• Work request
Could you copy every line of the data that contains "Target"?

• Records provided
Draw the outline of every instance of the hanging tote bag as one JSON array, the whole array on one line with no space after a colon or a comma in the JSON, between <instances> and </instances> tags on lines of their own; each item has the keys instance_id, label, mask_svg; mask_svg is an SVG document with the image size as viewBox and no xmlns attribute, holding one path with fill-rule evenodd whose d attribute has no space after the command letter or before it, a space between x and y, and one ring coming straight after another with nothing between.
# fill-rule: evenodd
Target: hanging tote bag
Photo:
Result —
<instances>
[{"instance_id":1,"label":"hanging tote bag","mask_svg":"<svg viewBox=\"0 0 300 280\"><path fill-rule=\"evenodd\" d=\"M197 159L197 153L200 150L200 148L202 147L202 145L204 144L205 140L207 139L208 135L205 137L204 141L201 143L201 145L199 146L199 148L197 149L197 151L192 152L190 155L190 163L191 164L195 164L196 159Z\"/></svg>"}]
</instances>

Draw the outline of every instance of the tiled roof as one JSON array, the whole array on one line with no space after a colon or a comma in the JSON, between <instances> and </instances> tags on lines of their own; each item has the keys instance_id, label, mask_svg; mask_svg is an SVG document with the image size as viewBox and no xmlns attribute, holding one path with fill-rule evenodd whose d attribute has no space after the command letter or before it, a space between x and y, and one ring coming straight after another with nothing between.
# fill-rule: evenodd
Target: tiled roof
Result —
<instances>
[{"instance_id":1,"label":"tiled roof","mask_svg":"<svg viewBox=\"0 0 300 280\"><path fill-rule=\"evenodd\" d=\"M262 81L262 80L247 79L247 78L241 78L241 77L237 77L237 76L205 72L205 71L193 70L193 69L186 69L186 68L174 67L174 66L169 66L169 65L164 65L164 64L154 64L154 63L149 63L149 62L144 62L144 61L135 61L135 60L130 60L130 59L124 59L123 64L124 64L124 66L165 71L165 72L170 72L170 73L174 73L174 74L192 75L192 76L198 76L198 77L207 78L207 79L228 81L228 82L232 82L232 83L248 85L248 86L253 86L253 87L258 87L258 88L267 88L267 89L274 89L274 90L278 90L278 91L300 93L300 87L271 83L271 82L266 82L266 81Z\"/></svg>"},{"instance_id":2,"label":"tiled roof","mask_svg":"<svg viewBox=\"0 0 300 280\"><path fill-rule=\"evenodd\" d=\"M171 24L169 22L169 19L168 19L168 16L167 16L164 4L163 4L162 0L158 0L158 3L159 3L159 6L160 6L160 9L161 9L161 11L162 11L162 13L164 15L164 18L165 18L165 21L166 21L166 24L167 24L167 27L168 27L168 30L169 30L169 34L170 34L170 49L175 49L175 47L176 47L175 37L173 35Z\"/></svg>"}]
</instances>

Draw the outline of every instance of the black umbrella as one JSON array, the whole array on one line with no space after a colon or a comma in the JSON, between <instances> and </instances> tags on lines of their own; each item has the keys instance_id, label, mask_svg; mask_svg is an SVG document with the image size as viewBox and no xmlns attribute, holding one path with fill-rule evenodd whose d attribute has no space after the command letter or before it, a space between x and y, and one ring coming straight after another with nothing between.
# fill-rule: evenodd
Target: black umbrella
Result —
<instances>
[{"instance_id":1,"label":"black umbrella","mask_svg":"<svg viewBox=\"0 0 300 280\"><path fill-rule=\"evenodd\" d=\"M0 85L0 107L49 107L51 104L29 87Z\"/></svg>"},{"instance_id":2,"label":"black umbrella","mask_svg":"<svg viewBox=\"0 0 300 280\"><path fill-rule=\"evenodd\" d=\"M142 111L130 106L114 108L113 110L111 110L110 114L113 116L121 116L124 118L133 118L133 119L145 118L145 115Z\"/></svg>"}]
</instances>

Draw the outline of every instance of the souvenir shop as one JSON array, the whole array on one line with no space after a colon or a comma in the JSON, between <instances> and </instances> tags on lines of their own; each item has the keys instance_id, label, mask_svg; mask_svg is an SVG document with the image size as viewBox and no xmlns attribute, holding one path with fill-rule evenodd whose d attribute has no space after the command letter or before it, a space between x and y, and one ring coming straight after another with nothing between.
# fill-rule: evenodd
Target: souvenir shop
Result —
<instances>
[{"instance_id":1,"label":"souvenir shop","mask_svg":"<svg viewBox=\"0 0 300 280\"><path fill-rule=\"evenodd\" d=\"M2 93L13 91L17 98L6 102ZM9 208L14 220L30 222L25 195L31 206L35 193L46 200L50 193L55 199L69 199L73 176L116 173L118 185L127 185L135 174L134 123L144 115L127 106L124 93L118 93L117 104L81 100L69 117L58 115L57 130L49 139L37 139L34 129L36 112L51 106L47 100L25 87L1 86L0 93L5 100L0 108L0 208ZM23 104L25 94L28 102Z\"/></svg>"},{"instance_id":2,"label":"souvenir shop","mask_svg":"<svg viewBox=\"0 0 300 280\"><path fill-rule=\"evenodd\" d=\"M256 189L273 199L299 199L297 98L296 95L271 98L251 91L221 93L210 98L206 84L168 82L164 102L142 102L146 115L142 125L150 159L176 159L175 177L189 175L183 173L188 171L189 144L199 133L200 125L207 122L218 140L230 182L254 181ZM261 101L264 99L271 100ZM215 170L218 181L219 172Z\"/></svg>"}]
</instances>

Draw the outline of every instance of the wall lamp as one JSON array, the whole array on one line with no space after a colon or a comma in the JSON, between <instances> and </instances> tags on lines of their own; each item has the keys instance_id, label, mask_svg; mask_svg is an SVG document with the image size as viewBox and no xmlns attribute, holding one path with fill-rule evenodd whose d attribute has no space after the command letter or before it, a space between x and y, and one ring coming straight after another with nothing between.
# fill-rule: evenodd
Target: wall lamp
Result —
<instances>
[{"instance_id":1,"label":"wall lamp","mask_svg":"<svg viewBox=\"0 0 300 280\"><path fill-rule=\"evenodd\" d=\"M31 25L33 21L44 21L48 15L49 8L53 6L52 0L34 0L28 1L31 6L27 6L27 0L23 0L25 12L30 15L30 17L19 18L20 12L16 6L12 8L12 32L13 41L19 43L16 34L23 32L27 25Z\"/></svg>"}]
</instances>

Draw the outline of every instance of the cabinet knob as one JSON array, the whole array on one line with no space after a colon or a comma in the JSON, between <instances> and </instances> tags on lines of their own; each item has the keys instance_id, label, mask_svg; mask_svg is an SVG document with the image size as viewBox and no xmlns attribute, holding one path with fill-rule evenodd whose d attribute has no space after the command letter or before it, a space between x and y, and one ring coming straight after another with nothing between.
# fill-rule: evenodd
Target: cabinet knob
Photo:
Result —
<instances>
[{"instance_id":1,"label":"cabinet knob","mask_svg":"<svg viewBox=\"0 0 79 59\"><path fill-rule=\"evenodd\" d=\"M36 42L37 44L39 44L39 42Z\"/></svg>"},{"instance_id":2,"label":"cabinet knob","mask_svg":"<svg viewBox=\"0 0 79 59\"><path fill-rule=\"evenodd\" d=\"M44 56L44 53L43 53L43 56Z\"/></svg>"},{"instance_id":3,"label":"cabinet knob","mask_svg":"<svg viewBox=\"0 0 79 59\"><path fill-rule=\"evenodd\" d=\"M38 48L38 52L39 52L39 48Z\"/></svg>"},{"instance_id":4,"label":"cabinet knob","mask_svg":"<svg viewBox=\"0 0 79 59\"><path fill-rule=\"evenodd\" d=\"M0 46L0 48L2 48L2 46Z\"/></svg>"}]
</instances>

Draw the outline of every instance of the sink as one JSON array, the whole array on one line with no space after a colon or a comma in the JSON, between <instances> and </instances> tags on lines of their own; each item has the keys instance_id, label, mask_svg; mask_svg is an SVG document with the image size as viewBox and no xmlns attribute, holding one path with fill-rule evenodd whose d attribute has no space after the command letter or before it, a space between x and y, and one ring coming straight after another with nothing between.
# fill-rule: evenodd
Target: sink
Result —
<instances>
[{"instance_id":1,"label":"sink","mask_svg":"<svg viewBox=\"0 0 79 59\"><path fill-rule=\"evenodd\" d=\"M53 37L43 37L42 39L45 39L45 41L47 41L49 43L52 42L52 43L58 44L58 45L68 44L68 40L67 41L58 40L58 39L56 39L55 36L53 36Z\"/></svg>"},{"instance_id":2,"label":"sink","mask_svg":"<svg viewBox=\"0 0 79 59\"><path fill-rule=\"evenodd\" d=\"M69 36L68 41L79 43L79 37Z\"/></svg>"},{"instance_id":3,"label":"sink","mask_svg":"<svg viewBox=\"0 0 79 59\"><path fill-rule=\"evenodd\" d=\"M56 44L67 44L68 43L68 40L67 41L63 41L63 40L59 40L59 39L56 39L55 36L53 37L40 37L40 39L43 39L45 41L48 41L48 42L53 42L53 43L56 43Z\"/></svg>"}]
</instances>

• The answer
Target: hanging tote bag
Target: tiled roof
Target: black umbrella
Target: souvenir shop
Target: wall lamp
Target: cabinet knob
Target: sink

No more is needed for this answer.